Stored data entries
┄┄┄┄┄┄┄┄┄┄

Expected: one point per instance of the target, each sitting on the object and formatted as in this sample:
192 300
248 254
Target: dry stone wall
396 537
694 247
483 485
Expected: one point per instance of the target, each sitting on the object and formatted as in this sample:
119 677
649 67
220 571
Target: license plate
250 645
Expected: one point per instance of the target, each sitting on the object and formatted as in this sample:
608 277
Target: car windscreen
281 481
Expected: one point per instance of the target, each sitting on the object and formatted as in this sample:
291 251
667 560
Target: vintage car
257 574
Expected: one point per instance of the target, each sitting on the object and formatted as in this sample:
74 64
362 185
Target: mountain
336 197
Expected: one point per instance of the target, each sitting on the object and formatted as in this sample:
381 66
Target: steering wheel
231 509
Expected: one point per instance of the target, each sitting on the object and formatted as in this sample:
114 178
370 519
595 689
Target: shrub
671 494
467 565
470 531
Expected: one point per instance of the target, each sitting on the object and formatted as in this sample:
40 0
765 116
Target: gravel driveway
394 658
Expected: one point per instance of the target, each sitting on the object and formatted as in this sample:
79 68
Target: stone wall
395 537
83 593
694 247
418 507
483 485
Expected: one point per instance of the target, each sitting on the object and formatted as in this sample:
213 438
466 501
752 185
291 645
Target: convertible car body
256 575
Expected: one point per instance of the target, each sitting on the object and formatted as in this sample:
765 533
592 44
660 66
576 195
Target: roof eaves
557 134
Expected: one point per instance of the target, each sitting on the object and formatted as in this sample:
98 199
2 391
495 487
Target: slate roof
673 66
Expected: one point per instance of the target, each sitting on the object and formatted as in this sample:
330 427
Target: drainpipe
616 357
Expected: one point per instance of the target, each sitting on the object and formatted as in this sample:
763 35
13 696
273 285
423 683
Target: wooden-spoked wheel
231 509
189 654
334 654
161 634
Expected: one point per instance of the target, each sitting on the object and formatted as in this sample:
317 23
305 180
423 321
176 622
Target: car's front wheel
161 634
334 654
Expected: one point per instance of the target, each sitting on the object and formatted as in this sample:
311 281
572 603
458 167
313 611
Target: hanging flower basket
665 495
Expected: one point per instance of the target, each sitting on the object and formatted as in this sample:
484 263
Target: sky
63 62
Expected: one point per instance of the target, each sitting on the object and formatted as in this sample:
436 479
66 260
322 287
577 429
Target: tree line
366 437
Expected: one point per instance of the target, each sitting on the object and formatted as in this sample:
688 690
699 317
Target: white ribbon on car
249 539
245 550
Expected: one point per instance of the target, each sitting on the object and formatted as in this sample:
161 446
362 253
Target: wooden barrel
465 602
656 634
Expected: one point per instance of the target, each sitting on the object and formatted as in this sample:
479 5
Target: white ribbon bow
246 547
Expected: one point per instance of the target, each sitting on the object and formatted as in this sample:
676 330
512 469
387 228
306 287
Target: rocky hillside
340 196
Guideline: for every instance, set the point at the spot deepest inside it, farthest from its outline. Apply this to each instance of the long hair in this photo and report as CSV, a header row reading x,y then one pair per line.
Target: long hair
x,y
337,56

┄┄┄┄┄┄┄┄┄┄

- ASSIGNMENT
Repeat the data exactly. Omit nothing.

- TASK OUTPUT
Expected: one point per instance of the target, each sitting on the object and formatted as in this sample:
192 300
248 254
Target: dry stone wall
396 537
694 247
483 485
Expected: one point per instance of the target, each sitting on the object and formatted as in this sample:
119 677
649 67
220 571
Target: license plate
250 645
Expected: one point per instance of the target, each sitting on the object and formatted as in this sample:
608 277
Target: car windscreen
281 481
Expected: one point per instance of the target, each sitting on the object and formatted as in this sample:
291 251
667 560
Target: vintage car
257 574
Expected: one point per instance of the target, each sitting on the object and formatted as in this sample:
74 64
362 185
Target: mountain
336 197
Expected: one point per instance of the target, each sitting on the object and formatted as in this sample:
381 66
Target: steering wheel
231 509
Expected: one point per instance of the target, each sitting on the object and formatted as in this sample:
114 178
370 519
595 689
Target: shrub
671 494
467 565
470 531
Expected: one point per instance of the target, each sitting on the object and formatted as in this sample:
40 0
765 116
Target: gravel driveway
394 658
Expected: one point per instance of the target, each sitting on the object and formatted as in this sample:
79 68
Target: stone wall
395 537
83 593
694 247
418 507
483 485
Expected: one point per instance of the target, each sitting on the object and formatted as in this sample:
213 438
466 501
752 185
291 645
Target: convertible car body
256 575
Expected: one point per instance of the target, each sitting on the object and formatted as in this sample:
765 533
592 44
660 66
576 195
Target: roof eaves
557 134
Expected: one point per instance of the target, each sitting on the object and formatted as in this sample:
98 199
2 391
495 487
Target: slate roof
673 66
Expected: one point per instance of the target, each sitting on the object and formatted as in this sample:
330 427
Target: drainpipe
616 357
Expected: one point per instance of the target, each sitting on the object and formatted as in this sample:
763 35
13 696
273 285
423 683
Target: wooden-spoked wheel
231 509
189 654
334 654
161 634
Expected: one point per instance of the target, each sitting on the object and formatted as in this sample:
317 23
305 180
423 321
176 622
Target: car's front wheel
161 634
334 654
Expected: one point per instance of the target, each sitting on the object and formatted as in this sample:
311 281
572 603
458 167
313 611
Target: hanging flower basket
665 495
Expected: one point per instance of the target, each sitting on the object and formatted as in this sample:
484 263
Target: sky
63 62
Expected: one point per instance of the target, each sitting on the object and formatted as in this sample:
436 479
66 260
322 287
577 429
Target: tree line
366 437
Expected: one point per instance of the target, each sitting on the object and formatted as in this sample:
688 690
699 317
Target: white ribbon on car
249 539
245 550
Expected: one point per instance of the target, each sitting on the object and formatted as in this sample:
161 446
362 253
Target: wooden barrel
465 602
656 634
Expected: one point per instance of the target, each sitting on the object and formatted as in this sample:
479 5
Target: white ribbon bow
246 547
Expected: one point per instance of the target, each sitting on the object and formatted as in this sample:
676 330
512 469
387 228
306 287
Target: rocky hillside
340 196
Guideline: for every instance, set the point at the spot deepest inside it, farthest from its outline. Apply this to each instance of the long hair in this photo and report as CSV, a header row reading x,y then one pair per line.
Target: long hair
x,y
337,56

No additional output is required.